Write out the stretch from the line containing "Would you mind indicating the yellow" through the end of the records again, requests included, and shift every point coordinate by adding 17 to it.

§ **Record list**:
────
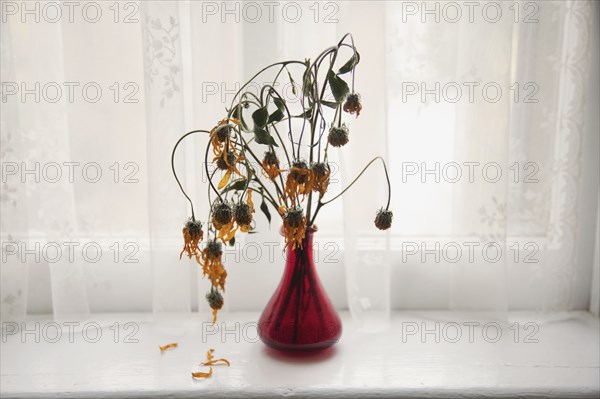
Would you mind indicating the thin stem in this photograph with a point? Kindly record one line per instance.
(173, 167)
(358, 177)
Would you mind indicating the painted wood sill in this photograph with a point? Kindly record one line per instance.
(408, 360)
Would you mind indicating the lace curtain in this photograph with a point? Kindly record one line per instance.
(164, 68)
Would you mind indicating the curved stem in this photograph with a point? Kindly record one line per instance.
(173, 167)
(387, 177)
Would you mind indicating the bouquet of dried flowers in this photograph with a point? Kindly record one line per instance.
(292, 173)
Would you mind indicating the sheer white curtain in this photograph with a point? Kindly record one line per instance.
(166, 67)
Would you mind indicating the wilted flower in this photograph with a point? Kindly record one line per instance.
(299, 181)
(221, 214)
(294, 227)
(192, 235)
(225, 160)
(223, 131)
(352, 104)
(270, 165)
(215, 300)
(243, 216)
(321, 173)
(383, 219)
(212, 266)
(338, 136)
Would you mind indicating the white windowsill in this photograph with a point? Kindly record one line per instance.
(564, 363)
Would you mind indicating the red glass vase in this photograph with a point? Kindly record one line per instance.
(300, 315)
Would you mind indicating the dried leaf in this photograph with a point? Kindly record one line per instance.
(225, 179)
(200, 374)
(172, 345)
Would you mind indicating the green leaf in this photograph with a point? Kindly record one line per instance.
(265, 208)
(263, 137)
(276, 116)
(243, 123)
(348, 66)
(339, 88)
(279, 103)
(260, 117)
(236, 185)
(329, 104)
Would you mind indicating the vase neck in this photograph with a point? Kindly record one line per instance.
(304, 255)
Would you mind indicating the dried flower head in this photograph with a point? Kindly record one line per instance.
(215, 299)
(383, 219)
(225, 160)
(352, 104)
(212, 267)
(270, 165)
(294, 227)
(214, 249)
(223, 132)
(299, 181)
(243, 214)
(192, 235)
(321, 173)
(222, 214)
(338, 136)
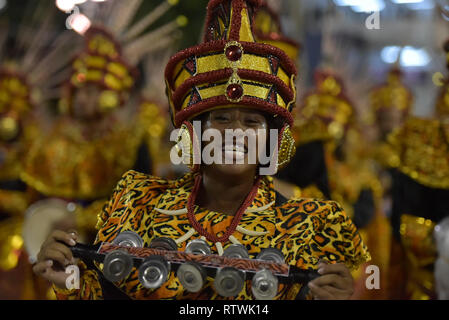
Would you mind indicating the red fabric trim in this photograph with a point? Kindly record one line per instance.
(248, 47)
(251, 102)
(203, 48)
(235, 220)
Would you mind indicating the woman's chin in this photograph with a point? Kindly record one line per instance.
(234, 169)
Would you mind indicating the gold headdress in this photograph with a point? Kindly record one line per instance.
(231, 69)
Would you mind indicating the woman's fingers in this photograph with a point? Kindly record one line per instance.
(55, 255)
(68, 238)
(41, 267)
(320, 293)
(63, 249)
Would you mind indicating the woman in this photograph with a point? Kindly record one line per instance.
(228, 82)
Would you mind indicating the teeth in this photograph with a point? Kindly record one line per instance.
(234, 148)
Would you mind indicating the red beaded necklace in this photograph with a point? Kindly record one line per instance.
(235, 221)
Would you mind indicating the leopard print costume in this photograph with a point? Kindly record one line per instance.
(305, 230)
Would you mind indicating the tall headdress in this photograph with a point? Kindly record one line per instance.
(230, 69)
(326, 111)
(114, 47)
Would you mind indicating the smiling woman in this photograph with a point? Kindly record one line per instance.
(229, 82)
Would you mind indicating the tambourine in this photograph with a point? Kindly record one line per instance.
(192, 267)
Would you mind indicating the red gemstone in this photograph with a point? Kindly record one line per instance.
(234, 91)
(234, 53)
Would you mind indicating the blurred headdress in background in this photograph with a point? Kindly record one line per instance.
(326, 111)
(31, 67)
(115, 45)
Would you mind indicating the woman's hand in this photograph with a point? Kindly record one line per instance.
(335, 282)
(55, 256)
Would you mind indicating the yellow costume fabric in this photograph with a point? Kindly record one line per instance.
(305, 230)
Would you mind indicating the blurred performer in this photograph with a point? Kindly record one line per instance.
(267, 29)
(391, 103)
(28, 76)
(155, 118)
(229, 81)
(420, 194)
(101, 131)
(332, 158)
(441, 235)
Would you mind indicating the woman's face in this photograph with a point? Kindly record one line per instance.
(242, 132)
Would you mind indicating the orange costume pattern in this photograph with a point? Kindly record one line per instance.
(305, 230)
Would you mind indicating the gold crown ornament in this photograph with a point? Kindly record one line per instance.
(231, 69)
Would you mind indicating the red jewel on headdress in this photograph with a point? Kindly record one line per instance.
────
§ **Correct result**:
Would you mind indicating the yellow costume fabric in this photograph with a point? Kindly record one line per instance.
(322, 247)
Would you mind indicating the blurred performer in this photograph with a point? Kindly record one line per instance.
(284, 46)
(408, 120)
(45, 93)
(172, 135)
(246, 98)
(437, 211)
(118, 148)
(349, 175)
(458, 252)
Would you mind indicating the woman's face in this photograph with a point? Kindly record one line per instance.
(259, 149)
Would you mind indicating the orange costume pattern in this photograph with a point? Kindly record one line per instance.
(322, 247)
Would you mind indicating the gold crown ornament in this photograph with a point? Kindly record one line per instance.
(248, 86)
Would you mind indicating the red jewel on headdress in this photograph with a point? Kindly record one line per instance.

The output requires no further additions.